◆ Directions:
In the output, include exactly the lines from the beginning of the records up to and including the one that contains "of the white", and leave out the pictures.

◆ Input data:
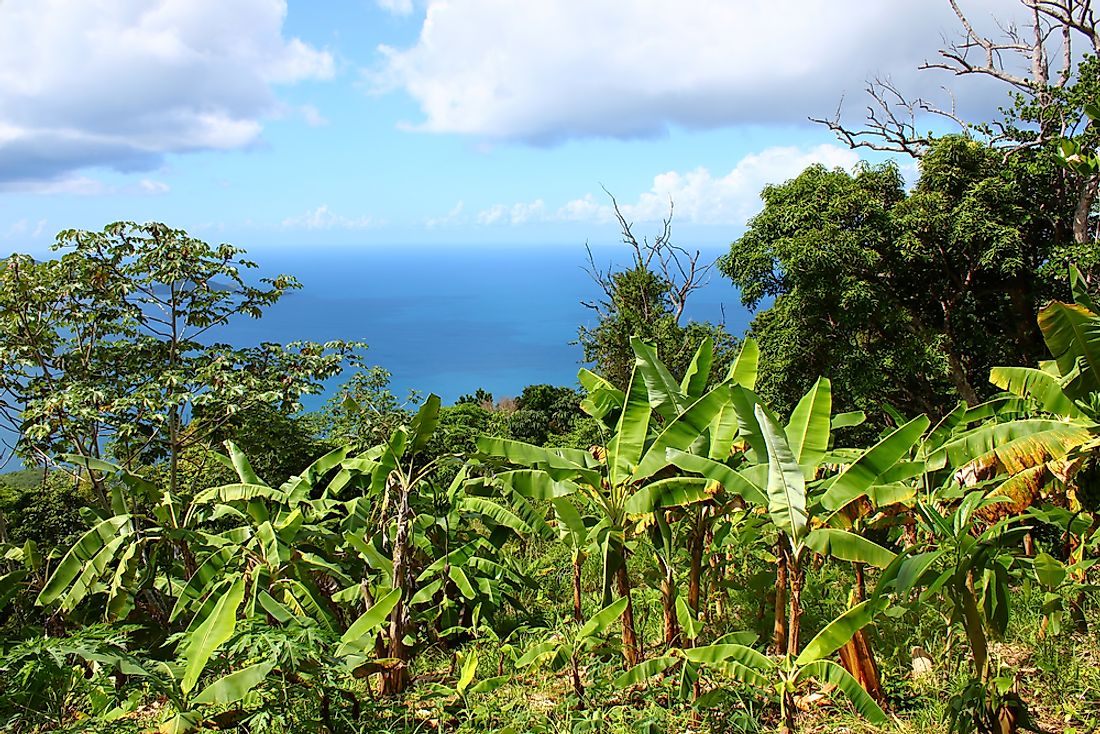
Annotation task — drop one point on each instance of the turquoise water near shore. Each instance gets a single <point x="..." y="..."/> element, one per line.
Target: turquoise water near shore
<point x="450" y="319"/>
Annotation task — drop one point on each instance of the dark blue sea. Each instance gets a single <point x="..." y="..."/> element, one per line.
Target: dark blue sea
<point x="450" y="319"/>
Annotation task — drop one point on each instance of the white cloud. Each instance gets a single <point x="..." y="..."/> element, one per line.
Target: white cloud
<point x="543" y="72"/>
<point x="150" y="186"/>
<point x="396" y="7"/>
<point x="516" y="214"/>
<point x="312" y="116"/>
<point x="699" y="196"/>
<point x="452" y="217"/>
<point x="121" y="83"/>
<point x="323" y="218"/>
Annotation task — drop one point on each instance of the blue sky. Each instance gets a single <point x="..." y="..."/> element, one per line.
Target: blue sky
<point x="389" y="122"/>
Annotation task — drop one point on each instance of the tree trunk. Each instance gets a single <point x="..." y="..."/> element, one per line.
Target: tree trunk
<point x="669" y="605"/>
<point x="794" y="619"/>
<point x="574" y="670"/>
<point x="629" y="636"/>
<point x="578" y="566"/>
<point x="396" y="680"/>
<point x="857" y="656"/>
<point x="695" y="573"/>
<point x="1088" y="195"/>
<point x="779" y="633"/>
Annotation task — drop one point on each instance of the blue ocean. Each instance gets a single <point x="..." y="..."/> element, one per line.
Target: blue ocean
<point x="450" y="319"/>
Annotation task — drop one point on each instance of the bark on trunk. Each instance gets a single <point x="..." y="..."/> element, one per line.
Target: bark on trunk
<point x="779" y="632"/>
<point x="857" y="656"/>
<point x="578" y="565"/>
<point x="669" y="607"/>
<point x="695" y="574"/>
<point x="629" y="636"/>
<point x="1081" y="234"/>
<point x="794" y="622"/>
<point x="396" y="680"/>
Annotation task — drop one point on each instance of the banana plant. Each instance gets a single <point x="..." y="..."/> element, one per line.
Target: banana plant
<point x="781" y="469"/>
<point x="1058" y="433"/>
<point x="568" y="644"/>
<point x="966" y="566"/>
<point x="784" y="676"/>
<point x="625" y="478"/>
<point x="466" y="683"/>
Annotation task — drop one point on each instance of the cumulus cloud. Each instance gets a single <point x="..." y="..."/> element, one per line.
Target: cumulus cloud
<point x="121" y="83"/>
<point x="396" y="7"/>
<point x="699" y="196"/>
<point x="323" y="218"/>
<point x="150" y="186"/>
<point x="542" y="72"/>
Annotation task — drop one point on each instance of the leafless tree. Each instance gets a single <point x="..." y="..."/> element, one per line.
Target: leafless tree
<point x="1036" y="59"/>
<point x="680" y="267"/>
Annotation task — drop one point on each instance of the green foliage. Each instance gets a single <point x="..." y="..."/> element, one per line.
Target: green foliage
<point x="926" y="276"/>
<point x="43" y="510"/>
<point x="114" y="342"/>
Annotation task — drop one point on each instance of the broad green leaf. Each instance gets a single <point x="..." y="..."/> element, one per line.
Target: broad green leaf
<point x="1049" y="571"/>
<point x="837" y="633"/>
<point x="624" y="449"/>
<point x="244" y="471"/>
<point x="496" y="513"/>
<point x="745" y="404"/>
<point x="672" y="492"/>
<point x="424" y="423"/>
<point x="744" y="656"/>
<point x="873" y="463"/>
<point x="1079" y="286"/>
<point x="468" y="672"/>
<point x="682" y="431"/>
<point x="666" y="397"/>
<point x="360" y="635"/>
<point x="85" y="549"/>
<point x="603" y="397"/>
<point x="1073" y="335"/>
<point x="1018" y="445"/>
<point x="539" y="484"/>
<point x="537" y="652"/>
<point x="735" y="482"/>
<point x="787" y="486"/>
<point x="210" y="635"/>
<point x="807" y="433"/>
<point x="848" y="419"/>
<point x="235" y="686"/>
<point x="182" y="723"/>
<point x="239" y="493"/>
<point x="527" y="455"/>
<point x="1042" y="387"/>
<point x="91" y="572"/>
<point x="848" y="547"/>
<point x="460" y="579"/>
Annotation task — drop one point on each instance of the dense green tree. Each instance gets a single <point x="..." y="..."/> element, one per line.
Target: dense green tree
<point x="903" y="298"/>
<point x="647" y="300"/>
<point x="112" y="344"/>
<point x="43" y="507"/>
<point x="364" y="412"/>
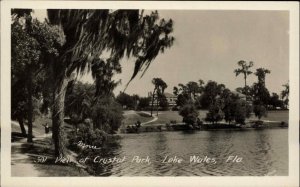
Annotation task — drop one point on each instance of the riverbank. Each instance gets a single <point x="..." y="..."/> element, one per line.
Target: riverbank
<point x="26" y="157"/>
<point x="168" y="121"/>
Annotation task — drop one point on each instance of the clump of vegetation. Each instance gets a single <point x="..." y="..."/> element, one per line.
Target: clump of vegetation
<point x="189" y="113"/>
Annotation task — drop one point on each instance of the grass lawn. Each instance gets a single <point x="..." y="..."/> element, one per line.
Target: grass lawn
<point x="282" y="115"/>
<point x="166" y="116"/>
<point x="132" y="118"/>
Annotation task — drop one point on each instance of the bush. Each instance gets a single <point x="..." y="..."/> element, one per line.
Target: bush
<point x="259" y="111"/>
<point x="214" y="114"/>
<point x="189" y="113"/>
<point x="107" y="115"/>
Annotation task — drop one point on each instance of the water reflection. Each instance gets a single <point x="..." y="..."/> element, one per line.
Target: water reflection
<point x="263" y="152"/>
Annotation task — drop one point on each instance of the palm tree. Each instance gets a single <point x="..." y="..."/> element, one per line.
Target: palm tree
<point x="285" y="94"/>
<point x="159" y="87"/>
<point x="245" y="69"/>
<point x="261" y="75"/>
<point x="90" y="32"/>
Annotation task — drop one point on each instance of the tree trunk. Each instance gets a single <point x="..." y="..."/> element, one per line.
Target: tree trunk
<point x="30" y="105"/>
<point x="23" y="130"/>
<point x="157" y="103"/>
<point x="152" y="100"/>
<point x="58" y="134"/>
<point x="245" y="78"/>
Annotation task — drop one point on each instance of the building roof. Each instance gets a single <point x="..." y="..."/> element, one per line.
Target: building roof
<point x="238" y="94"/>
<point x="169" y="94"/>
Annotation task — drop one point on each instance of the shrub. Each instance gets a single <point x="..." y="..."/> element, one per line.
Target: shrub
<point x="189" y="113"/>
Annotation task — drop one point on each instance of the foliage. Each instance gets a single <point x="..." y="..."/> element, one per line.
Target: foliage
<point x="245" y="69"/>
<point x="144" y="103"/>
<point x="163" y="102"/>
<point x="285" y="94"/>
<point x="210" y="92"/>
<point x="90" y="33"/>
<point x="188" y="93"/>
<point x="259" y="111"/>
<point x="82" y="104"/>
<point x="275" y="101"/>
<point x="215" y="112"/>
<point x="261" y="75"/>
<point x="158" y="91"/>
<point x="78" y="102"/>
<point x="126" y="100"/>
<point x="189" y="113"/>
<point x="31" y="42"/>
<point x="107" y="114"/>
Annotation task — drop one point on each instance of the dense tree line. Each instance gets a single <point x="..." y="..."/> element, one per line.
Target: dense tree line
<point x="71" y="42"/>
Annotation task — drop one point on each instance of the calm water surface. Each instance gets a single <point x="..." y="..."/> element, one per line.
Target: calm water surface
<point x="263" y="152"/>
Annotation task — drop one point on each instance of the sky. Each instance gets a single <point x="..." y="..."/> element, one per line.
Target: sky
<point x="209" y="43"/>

◆ Result for this task:
Annotation task — drop one point on each instance of the turquoise water near shore. Each instance gets a single <point x="..." y="..."/> element, one per line.
Target: turquoise water near shore
<point x="450" y="319"/>
Annotation task — drop one point on each instance of the dark blue sea. Each instance gets a single <point x="..." y="..."/> element, one per line.
Target: dark blue sea
<point x="450" y="319"/>
Annotation task — drop one point on each instance of the white cloud. Each instance gets a single <point x="..." y="..."/> element, one per line.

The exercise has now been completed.